Directions for this task:
Pull out every line of the data below that contains the string "mask". Case counts, so copy only lines that match it letter for letter.

++++ Provided data ++++

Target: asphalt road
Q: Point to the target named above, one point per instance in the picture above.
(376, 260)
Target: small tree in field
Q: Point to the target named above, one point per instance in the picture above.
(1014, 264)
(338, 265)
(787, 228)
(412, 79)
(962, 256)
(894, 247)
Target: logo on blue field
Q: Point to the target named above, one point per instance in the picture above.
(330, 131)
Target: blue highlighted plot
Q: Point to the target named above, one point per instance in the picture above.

++++
++++ Provided data ++++

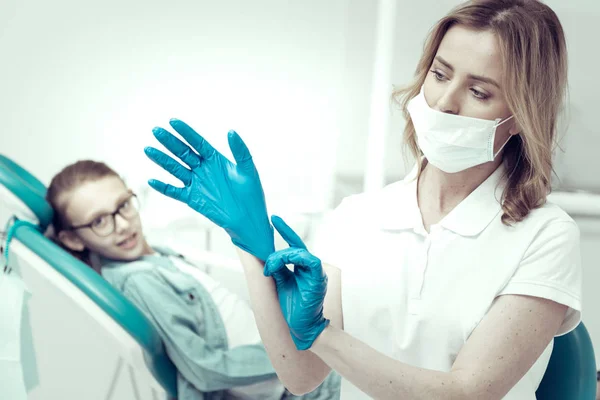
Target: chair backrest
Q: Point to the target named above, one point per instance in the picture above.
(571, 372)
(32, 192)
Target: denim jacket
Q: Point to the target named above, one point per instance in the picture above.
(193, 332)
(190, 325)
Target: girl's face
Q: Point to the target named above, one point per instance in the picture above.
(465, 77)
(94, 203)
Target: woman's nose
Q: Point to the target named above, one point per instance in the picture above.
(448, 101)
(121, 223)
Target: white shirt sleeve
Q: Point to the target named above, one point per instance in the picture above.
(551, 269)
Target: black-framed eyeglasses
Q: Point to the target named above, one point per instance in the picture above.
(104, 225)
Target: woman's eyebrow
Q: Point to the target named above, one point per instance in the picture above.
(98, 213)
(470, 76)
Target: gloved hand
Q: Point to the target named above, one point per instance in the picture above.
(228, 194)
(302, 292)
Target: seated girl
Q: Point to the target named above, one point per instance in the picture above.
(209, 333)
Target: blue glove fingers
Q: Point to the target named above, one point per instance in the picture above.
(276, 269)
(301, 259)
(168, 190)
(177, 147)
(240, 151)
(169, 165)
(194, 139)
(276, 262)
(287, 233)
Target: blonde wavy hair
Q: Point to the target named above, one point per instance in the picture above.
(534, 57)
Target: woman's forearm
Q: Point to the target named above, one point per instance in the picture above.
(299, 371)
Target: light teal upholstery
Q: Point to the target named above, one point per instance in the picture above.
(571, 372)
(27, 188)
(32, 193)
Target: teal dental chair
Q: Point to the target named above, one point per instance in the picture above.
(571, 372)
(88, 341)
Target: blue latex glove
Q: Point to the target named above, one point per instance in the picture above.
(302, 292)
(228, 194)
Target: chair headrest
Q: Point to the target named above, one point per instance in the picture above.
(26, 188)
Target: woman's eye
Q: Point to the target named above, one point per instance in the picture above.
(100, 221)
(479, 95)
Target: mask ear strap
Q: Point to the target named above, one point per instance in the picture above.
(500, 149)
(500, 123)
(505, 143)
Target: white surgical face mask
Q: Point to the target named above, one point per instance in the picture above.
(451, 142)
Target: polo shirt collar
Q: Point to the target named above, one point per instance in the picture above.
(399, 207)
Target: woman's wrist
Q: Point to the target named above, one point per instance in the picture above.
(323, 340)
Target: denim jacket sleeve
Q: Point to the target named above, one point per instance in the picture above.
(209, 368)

++++

The response:
Target: mask ear strap
Target: white surgical face mask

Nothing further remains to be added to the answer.